#### Prompt
Reproduce everything from "It is perhaps" down to "some years ago." in the article on tabloid coverage of an immigration tribunal, renaming "Taylor House" as "Field House" throughout.

#### Reading passage
Credit: Liz Gerard, sub-scribe.co.uk

It is perhaps no great surprise that, asked to spend some time at Taylor House immigration tribunal recently, the pithy headline for Mail reporter Sue Reid’s subsequent splash read as follows:

Can it be true that crooked lawyers are helping asylum seeking ‘liars’ abuse our generosity? That’s the disturbing claim of a retiring tribunal judge. SUE REID spent days observing cases and was horrified by what she found.

The assignment followed comments made by a retired immigration judge that regulators were “overwhelmed” by reports of malpractice by immigration lawyers, based on his experience of attempting to report one such case some years ago.

In Ms Reid’s article, strangely interspersed with unreferenced anecdotes about foreign criminals escaping deportation (none of the cases she goes on to cover concerned criminality or deportation), she describes her experience of sitting in an immigration tribunal over three days and listening to proceedings.

In particular, she tells of three cases– all human rights and asylum claims — which appear to confirm her worst fears about the UK migration system, and raising concerns that the appellants and/or their lawyers in each case were not being honest about the presented evidence.

Now, on Free Movement we don’t tend to engage with tabloid coverage of migration issues. Otherwise we would all be angry, all of the time. We feel obliged, however, to make the following points.

1. The regulator is not overwhelmed by complaints about immigration lawyers

Firstly, the Solicitors Regulatory Authority (SRA) which hears complaints about malpractice by lawyers is patently not overwhelmed by complaints about immigration lawyers.

#### Dataset content
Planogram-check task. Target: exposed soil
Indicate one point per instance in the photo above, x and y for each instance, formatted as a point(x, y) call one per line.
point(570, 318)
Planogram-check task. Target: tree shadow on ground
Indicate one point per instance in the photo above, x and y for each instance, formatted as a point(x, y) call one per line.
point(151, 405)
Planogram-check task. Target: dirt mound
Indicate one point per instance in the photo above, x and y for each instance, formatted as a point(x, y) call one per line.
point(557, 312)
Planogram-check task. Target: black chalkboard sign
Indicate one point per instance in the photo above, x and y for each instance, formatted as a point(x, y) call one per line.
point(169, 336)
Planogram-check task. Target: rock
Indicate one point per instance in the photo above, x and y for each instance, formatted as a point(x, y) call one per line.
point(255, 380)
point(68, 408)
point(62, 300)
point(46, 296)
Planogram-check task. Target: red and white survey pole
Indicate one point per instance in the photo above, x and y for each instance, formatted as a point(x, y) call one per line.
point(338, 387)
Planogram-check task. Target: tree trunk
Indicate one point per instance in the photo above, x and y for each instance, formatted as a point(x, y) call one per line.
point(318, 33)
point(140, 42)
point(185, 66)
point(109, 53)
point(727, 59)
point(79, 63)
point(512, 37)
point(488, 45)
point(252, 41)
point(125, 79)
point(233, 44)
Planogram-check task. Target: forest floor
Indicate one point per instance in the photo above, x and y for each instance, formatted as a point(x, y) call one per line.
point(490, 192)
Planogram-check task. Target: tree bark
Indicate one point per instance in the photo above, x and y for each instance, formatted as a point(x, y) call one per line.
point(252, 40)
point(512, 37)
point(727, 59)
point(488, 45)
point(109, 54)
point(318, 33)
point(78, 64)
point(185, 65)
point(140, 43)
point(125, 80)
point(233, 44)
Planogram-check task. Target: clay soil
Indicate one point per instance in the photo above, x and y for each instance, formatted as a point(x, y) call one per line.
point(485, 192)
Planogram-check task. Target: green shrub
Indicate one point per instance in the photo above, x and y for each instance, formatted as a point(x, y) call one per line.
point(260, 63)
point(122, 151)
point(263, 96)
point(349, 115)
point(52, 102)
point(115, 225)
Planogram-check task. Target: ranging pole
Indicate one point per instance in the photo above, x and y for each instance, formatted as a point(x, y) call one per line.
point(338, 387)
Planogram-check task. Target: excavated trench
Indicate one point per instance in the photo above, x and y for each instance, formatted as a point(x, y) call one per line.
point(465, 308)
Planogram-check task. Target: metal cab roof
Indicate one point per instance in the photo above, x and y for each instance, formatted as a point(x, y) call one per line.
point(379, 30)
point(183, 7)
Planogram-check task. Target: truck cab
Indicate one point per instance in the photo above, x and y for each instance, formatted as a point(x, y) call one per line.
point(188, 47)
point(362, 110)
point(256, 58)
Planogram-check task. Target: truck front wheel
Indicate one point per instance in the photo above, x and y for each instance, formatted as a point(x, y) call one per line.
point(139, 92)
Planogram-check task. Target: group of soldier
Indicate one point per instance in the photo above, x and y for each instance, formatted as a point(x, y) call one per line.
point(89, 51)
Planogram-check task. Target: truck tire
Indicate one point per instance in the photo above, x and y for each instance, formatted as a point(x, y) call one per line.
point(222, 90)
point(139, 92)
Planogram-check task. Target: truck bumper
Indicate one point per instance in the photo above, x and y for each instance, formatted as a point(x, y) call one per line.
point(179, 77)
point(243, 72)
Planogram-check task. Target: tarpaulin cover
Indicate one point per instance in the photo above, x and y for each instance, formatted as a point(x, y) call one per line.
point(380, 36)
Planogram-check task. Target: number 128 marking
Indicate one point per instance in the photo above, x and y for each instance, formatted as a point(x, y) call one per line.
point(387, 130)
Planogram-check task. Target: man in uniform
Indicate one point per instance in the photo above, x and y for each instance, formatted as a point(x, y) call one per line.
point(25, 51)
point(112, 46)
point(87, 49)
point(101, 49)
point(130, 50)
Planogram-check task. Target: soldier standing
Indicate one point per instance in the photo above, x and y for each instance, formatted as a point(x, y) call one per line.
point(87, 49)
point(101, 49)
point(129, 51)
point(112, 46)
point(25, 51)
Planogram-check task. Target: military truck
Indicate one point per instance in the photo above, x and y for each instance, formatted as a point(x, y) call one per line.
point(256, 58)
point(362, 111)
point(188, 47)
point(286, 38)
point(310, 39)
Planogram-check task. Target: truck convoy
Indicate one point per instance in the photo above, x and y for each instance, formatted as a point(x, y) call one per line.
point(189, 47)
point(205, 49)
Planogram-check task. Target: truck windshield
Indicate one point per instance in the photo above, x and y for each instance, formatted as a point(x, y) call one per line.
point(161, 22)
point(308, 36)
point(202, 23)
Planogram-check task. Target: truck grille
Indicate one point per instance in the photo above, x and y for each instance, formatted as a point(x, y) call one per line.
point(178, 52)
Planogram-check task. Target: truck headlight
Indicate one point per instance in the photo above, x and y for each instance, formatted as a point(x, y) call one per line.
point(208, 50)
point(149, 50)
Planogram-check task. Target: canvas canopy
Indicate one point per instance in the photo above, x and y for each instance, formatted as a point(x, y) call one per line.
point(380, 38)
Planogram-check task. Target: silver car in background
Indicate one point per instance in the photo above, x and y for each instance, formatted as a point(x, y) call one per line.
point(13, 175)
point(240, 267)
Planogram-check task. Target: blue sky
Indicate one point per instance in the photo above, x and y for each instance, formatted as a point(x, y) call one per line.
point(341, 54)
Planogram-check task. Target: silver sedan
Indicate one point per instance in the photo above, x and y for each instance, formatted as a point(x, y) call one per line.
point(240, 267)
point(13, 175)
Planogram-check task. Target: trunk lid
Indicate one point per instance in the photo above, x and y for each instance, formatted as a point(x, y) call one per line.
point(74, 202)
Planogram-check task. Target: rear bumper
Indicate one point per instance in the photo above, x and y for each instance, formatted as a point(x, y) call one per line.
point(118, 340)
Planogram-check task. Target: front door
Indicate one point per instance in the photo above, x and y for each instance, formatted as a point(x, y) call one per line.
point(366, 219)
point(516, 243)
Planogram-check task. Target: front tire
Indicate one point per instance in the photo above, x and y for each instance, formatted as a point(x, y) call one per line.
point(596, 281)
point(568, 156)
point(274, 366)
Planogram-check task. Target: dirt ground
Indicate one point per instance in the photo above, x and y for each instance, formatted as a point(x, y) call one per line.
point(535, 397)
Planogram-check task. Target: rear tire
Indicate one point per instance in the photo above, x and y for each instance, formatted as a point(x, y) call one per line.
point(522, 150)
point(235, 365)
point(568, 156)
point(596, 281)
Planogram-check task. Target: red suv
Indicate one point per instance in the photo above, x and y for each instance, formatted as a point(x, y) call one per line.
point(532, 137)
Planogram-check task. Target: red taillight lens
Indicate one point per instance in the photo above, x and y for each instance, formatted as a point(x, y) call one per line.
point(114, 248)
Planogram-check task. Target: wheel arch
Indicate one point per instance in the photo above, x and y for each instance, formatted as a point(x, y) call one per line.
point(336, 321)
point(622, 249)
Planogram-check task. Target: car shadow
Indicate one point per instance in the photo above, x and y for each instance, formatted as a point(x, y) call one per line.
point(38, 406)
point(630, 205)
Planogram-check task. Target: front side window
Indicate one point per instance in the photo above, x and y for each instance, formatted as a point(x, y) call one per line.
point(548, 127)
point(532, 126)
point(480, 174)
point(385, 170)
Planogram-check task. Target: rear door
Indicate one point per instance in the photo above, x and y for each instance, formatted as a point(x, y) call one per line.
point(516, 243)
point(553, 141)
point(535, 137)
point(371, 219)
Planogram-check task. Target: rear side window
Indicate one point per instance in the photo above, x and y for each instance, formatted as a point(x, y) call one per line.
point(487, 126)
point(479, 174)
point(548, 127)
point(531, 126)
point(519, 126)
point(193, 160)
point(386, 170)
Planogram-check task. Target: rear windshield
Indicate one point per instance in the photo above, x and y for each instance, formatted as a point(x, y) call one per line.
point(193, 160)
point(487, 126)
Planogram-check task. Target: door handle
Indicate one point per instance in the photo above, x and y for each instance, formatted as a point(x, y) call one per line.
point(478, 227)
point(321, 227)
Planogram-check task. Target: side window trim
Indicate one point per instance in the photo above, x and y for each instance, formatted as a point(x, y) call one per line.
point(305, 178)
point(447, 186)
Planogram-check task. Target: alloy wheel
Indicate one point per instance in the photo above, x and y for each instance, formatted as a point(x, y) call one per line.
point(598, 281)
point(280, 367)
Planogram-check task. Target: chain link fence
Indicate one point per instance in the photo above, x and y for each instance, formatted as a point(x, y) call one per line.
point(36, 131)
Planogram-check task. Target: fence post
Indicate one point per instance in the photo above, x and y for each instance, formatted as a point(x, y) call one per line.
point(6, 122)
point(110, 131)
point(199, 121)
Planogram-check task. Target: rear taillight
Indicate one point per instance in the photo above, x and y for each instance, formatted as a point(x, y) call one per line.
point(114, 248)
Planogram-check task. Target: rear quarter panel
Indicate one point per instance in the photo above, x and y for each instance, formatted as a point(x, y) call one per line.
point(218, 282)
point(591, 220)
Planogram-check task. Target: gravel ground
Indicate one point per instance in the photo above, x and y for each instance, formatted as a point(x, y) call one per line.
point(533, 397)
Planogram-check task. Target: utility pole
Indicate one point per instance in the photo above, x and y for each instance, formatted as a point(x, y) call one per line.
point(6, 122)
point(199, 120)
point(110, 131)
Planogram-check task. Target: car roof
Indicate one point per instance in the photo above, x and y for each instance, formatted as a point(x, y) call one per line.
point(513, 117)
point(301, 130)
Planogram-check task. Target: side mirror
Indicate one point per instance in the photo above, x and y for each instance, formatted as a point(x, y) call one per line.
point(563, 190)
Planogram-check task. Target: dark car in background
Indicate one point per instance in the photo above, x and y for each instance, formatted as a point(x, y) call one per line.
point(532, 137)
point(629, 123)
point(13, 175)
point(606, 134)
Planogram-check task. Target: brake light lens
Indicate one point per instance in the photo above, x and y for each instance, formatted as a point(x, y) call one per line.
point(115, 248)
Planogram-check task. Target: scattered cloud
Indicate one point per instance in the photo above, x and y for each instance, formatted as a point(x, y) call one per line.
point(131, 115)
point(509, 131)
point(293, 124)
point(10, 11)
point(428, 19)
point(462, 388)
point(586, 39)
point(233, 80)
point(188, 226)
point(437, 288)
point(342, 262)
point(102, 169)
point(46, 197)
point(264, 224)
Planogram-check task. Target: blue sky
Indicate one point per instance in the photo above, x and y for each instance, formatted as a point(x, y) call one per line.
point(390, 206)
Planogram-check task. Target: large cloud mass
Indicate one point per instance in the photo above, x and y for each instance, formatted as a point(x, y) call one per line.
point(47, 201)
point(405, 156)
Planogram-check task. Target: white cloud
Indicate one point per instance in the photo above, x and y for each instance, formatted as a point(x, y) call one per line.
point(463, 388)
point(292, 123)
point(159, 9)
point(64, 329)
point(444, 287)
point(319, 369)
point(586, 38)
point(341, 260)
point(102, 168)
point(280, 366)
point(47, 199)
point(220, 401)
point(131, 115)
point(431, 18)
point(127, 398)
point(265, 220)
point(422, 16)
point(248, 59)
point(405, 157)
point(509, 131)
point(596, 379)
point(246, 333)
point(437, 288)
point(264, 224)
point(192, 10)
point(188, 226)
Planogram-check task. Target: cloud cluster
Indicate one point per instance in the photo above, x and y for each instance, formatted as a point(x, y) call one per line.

#### In response
It is perhaps no great surprise that, asked to spend some time at Field House immigration tribunal recently, the pithy headline for Mail reporter Sue Reid’s subsequent splash read as follows:

Can it be true that crooked lawyers are helping asylum seeking ‘liars’ abuse our generosity? That’s the disturbing claim of a retiring tribunal judge. SUE REID spent days observing cases and was horrified by what she found.

The assignment followed comments made by a retired immigration judge that regulators were “overwhelmed” by reports of malpractice by immigration lawyers, based on his experience of attempting to report one such case some years ago.